**MATERIALS PROVIDED**
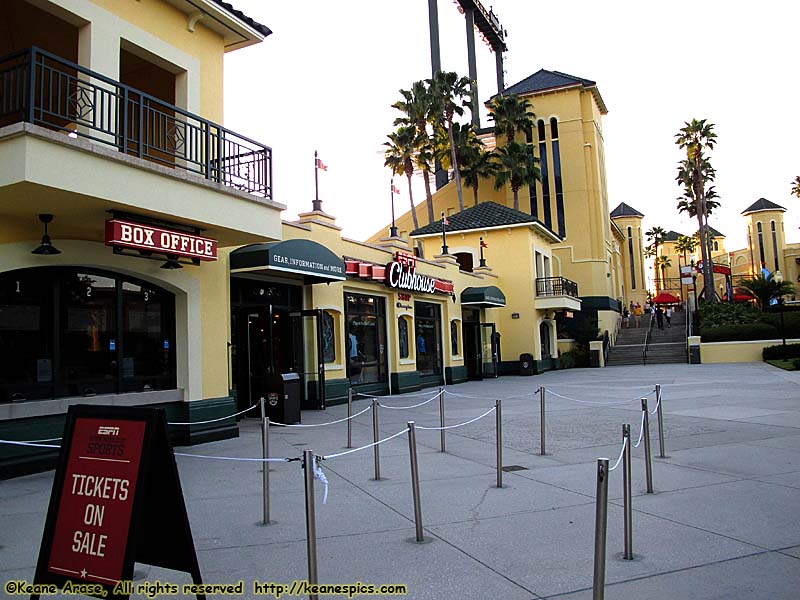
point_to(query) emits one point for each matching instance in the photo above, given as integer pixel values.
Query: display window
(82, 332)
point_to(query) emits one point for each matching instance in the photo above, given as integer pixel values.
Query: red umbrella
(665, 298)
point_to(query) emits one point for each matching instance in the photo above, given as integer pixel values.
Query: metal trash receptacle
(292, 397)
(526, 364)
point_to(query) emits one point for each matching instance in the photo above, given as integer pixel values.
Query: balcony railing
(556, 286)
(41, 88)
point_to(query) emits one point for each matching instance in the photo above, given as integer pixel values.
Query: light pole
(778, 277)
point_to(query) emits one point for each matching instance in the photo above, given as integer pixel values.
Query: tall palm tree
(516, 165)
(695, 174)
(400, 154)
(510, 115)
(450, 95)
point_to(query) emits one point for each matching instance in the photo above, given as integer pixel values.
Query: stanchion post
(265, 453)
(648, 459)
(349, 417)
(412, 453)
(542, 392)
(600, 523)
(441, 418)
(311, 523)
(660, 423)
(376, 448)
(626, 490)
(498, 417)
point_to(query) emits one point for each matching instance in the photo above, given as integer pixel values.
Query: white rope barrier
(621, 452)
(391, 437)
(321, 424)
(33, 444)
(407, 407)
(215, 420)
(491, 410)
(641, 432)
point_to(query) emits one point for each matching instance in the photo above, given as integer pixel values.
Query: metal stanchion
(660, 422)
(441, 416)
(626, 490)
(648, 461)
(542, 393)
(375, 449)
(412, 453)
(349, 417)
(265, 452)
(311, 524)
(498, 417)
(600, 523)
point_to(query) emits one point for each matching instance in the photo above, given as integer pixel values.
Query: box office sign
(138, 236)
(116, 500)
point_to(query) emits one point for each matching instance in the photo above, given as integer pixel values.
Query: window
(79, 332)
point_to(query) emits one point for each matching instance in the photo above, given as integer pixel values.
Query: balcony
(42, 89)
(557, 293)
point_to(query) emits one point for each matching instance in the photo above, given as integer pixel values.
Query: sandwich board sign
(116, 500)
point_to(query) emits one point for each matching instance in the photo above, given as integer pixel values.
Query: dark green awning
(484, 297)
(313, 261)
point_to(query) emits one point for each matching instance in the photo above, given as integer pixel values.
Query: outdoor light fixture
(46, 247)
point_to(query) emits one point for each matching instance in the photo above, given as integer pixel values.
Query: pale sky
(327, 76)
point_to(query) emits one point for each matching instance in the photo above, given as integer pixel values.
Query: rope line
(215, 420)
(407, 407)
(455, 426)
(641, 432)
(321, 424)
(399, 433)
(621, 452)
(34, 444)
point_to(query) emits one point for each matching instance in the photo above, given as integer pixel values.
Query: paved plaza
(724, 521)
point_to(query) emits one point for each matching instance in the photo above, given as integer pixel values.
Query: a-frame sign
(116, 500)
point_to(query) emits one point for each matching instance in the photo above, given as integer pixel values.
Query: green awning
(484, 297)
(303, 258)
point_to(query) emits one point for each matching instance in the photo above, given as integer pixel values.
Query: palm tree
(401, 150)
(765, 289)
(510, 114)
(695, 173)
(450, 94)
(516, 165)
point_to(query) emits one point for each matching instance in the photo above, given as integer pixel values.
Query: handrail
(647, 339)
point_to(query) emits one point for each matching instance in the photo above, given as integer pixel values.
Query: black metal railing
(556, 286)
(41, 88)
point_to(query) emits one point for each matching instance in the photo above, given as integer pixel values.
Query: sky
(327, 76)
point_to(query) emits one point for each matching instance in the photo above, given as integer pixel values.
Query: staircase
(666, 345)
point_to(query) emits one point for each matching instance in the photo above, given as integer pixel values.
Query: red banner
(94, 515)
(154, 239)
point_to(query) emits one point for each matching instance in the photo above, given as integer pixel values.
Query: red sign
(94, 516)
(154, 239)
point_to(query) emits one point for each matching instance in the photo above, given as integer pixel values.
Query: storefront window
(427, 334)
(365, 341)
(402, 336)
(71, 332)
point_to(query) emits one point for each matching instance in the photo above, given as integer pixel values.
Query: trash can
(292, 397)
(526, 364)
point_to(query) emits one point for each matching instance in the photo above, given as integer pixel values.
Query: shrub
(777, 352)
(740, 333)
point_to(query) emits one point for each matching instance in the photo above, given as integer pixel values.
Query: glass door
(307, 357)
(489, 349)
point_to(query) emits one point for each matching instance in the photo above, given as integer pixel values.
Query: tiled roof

**INSTRUCTIONS TO FOLLOW**
Write out the whole listing again, exactly, with no pictures.

**RESPONSE TO THE TASK**
point_to(query) emits one point for each matching instance in the photo above, given as integer pixel values.
Query: display window
(82, 332)
point_to(query) emits one point for each matching instance in the photo above, given as integer pixel values.
Query: red umbrella
(665, 298)
point_to(query) emits one point for each matching instance in the photo above, given as integer pixel values.
Query: metal trash receptacle
(292, 397)
(526, 364)
point_to(query) emits one point for each matching instance in the photo above, given as integer pixel values.
Query: balcony railing
(556, 286)
(41, 88)
point_to(query) emits one point for each matching instance in the photo above, given as integer pixel values.
Query: light pole
(778, 277)
point_to(query) emits one point for each matching instance in the photo above, given as integer pixel values.
Query: tall palm tree
(516, 165)
(695, 174)
(400, 154)
(510, 115)
(450, 95)
point_to(query) emits one point for each matching instance in the photo above, given as integer pixel values.
Query: stanchion post
(265, 453)
(648, 459)
(349, 417)
(412, 453)
(542, 392)
(600, 523)
(441, 418)
(311, 523)
(660, 423)
(376, 448)
(626, 490)
(498, 417)
point_to(query) emits one point for each matching instance in the photo above, given as integer pixel values.
Query: white rope barrier
(621, 452)
(391, 437)
(321, 424)
(33, 444)
(407, 407)
(215, 420)
(491, 410)
(641, 432)
point_to(query) emits one point for each matching instance in the photo above, given as integer pixel values.
Query: metal stanchion
(660, 422)
(441, 416)
(626, 490)
(648, 461)
(542, 393)
(375, 449)
(412, 453)
(349, 417)
(265, 452)
(311, 524)
(498, 417)
(600, 523)
point_to(query) emits one point for each matching instance in the photo above, given as integer pixel values.
Query: box office sign
(138, 236)
(116, 500)
point_to(query) emits one point for each matching instance in the photo above, given as integer pixel values.
Query: window
(79, 332)
point_to(query) emits one point for each matching instance in the photo above, given as integer pixel values.
Query: balcony
(42, 89)
(557, 293)
point_to(query) emits one point for each matching instance in the photo above, given as integer pixel values.
Query: sandwich board sign
(116, 500)
point_to(query) emits one point for each matching instance in the photo above, given as integer pixel values.
Query: dark green awning
(484, 297)
(313, 261)
point_to(query) emits one point for each matching instance in the photo above, given as integer pixel values.
Query: outdoor light fixture
(46, 247)
point_to(query) emits one point for each matching instance in the photo above, given as integer pixel values.
Query: pale sky
(327, 76)
point_to(query) emits one point for each matching instance in the photo above, given as integer pixel values.
Query: rope line
(215, 420)
(407, 407)
(455, 426)
(641, 432)
(321, 424)
(399, 433)
(621, 452)
(34, 444)
point_to(query) emits one point for each matching instance in the photo above, given as integer pixel values.
Query: paved plaza
(724, 521)
point_to(query) emits one point for each matching instance in the photo above, given as integer pixel values.
Query: a-frame sign
(116, 500)
point_to(query) emits one point for each matching instance in the photo above, given as integer pixel values.
Query: green awning
(484, 297)
(303, 258)
point_to(query) emits one point for each matching instance in the photo above, given as integer pixel values.
Query: palm tree
(401, 150)
(765, 289)
(510, 114)
(695, 173)
(450, 94)
(516, 165)
point_to(query) emits one point for each matching instance in the photo above, given as integer pixel values.
Query: handrail
(647, 339)
point_to(query) emits one point for each matching instance in the photo above, given as integer pixel values.
Query: black metal railing
(556, 286)
(41, 88)
point_to(query) emits one point for each matching instance in the photo above, given as integer pixel values.
Query: sky
(327, 76)
point_to(query) emits one point for each matching instance in the photo above, given as integer pixel values.
Query: staircase
(666, 345)
point_to(query) emits one point for each matching instance in the photo above, given as integer pixel values.
Query: red banner
(94, 515)
(154, 239)
point_to(query) emits one point for each matching instance in the photo above, given as integer pixel values.
Query: red sign
(94, 516)
(154, 239)
point_to(query) emits one point for each matching instance in the photo above, given as integer pixel values.
Query: storefront window
(427, 334)
(365, 341)
(402, 336)
(71, 332)
point_to(query) emits one point for each matching instance in the photo above, given as integer pixel values.
Query: trash can
(292, 397)
(526, 364)
point_to(query) emits one point for each matching instance in the photo above, given as integer pixel values.
Query: shrub
(777, 352)
(740, 333)
point_to(query) emits one point for each matching instance in the photo above, given as integer pixel values.
Query: glass door
(307, 357)
(489, 349)
point_to(query) emits one point for each matching instance in the photo above, given as integer pixel values.
Query: tiled roof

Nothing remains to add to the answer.